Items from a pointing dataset
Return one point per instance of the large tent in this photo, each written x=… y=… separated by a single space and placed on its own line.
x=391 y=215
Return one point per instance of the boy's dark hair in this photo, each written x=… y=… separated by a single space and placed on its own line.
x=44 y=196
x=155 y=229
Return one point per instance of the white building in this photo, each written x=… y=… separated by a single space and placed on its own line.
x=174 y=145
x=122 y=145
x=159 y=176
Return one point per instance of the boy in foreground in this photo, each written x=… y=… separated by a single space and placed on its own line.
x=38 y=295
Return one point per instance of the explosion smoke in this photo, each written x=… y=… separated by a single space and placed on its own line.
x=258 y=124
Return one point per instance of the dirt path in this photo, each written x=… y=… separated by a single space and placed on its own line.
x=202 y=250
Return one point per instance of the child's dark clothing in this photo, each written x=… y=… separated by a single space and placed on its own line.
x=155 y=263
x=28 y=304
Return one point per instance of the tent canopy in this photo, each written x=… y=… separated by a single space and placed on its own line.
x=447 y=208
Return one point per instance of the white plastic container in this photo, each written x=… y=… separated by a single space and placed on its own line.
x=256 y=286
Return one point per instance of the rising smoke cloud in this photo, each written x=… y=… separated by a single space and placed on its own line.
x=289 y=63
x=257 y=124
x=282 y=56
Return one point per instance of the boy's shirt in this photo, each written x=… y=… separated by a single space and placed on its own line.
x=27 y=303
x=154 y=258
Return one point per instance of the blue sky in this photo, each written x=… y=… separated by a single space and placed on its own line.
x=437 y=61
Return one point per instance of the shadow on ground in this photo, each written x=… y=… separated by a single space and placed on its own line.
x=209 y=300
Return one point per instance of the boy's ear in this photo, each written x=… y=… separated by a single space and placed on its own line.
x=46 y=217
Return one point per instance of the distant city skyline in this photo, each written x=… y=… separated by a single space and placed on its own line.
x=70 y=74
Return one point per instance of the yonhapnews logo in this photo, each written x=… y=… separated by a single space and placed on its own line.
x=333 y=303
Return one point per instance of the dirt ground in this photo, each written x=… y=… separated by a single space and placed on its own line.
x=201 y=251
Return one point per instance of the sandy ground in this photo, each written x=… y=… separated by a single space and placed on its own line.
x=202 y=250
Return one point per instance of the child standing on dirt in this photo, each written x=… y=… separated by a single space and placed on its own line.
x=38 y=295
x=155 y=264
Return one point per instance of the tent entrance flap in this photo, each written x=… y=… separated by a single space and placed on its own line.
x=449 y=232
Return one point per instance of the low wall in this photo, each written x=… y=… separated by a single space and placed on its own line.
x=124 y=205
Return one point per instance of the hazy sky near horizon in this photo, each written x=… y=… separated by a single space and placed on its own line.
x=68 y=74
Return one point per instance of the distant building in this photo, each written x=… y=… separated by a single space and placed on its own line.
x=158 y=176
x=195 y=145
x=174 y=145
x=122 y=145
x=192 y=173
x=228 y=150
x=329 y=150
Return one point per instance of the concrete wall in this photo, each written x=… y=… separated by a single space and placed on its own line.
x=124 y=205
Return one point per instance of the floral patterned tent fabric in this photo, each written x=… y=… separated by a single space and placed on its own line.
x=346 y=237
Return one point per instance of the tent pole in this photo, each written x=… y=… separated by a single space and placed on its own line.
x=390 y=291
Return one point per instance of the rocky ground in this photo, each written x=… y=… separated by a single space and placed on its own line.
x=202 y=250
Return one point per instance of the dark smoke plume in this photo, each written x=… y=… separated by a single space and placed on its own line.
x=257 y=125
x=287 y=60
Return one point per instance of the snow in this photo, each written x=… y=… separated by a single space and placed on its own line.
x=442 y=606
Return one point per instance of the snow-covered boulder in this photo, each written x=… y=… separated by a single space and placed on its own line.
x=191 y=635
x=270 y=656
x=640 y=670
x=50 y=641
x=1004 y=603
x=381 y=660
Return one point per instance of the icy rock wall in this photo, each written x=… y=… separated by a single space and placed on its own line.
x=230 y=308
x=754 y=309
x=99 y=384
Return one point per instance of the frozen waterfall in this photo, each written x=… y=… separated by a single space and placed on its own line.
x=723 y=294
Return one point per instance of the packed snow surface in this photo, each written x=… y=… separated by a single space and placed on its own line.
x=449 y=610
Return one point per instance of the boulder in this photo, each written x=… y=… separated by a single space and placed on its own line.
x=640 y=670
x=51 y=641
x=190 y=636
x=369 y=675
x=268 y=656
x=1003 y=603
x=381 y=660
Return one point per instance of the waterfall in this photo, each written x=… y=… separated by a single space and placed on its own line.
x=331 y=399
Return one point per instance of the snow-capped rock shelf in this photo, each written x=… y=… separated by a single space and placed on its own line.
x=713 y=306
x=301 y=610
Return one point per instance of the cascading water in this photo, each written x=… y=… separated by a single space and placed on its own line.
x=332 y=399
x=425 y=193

WRITTEN REQUEST |
Recast the items above as a numbered list, covering only the lines from the one with "Return one point per instance of the boy in" up to and including the one with "x=447 y=208". Leave out any blank lines.

RESULT |
1. Return one point per instance of the boy in foreground in this photo, each written x=… y=… separated by a single space and placed on its own line.
2. x=38 y=295
3. Return one point per instance of the explosion smoke in this photo, each written x=… y=… separated by a single space and placed on its own line.
4. x=258 y=124
5. Return one point per instance of the dirt path in this photo, each written x=… y=… separated by a single space and placed on its own line.
6. x=202 y=250
7. Return one point per instance of the child's dark clothing in this photo, each written x=… y=… separated by a single space and placed on its own line.
8. x=155 y=263
9. x=28 y=304
10. Return one point per instance of the tent canopy in this photo, each written x=… y=… separated by a single space and placed on its own line.
11. x=447 y=208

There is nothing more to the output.